To-do list
(1) List every company the passage below about BOA's assets names.
(2) From the passage below about BOA's assets, extract word for word the stretch starting at "Now that analysts" and ending at "world to fix.".

Now that analysts are actually peeking under the hood and drilling down on these “assets” on the books of BOA, they are finding nothing but dust. The exposure to naked hedge products sold by BOA to bolster its earnings is huge. They all represent liabilities that are coming home to roost as we read and write this.

The question that comes up in mind is that if the analysts are looking into the books of BOA and finding dust, why are the courts treating BOA as though those assets were real and that the Bank has any right to be foreclosing? The fact remains that BOA, through its awful acquisition of Merrill Lynch and its beyond belief acquisition of Countrywide, has acquired liabilities for which there isn’t enough money in the world to fix.

Which brings us back full circle to the idiotic question of why we are allowing the middlemen to dictate the terms of settlement between investor lenders and homeowner borrowers? The markets are placing an extreme low value on those “assets”. What do they know that the Courts don’t? It might just mean that the answer to this mess lies in the marketplace rather than the courts, the legislative branch of the executive branch of government. We’ll see. But a quick glance at the markets will tell you that all loans, from alleged mortgages to credit card to student loans are suspect as to their current validity or ownership.

Given data
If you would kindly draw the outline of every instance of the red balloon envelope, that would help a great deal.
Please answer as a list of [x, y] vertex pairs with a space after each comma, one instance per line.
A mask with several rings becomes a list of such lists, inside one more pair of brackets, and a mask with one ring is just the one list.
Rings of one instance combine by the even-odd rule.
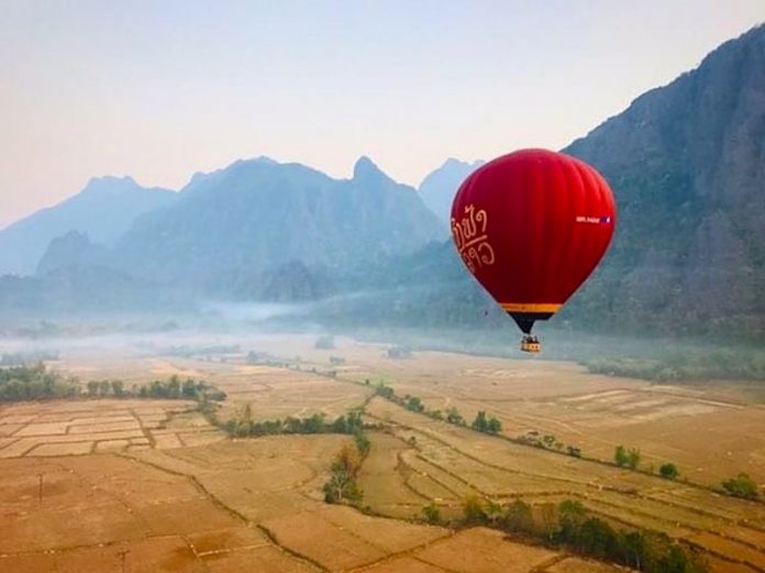
[[452, 234], [467, 268], [529, 334], [589, 276], [616, 225], [613, 195], [585, 162], [522, 150], [457, 190]]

Answers below
(1) BOA, Merrill Lynch, Countrywide

(2)
Now that analysts are actually peeking under the hood and drilling down on these “assets” on the books of BOA, they are finding nothing but dust. The exposure to naked hedge products sold by BOA to bolster its earnings is huge. They all represent liabilities that are coming home to roost as we read and write this.

The question that comes up in mind is that if the analysts are looking into the books of BOA and finding dust, why are the courts treating BOA as though those assets were real and that the Bank has any right to be foreclosing? The fact remains that BOA, through its awful acquisition of Merrill Lynch and its beyond belief acquisition of Countrywide, has acquired liabilities for which there isn’t enough money in the world to fix.